■ **DIRECTIONS**
Please rewrite the lines as a Markdown table with the columns Row and Line, numbering each row and skipping blank lines. Start at the line that contains "Object detection labeling — target class: light", end after the line that contains "976 191 1303 785", and include nothing outside that span.

Stored data entries:

┌──

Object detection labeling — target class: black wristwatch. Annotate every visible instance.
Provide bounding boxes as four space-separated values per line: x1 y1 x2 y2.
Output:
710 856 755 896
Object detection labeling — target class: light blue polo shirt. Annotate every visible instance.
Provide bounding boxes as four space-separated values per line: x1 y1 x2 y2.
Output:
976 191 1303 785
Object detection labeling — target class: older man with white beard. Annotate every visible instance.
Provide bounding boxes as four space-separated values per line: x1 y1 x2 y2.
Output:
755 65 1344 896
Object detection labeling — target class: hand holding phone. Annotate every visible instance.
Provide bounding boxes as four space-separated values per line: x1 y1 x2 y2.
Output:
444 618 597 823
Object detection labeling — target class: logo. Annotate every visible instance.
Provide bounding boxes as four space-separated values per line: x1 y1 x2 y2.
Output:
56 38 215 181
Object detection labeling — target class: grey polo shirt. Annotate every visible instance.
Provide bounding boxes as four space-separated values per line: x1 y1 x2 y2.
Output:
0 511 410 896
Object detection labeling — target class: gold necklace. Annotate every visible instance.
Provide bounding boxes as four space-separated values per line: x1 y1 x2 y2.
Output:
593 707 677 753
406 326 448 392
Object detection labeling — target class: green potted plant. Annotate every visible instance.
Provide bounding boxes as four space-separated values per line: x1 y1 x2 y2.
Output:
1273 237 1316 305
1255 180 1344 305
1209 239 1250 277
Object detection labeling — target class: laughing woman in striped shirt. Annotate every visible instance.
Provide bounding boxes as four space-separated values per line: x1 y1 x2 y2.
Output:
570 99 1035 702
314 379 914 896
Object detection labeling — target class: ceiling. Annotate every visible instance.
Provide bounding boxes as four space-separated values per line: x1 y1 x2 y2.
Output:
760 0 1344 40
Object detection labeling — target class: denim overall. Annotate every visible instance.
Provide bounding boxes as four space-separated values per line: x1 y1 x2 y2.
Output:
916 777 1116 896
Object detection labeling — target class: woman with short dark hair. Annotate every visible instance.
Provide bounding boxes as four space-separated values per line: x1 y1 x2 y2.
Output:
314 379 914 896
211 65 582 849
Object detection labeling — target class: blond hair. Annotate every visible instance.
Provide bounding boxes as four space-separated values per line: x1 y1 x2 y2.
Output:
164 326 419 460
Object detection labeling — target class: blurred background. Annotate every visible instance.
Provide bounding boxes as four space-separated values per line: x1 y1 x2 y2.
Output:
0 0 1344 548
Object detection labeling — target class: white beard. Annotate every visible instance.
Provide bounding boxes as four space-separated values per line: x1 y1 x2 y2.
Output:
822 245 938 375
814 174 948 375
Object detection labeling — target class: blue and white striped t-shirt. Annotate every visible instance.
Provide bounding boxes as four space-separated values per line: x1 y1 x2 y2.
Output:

└──

■ **WRITTEN RESPONSE**
| Row | Line |
|---|---|
| 1 | Object detection labeling — target class: light blue polo shirt. Annotate every visible instance. |
| 2 | Provide bounding boxes as four space-separated values per line: x1 y1 x2 y2. |
| 3 | Output: |
| 4 | 976 191 1303 785 |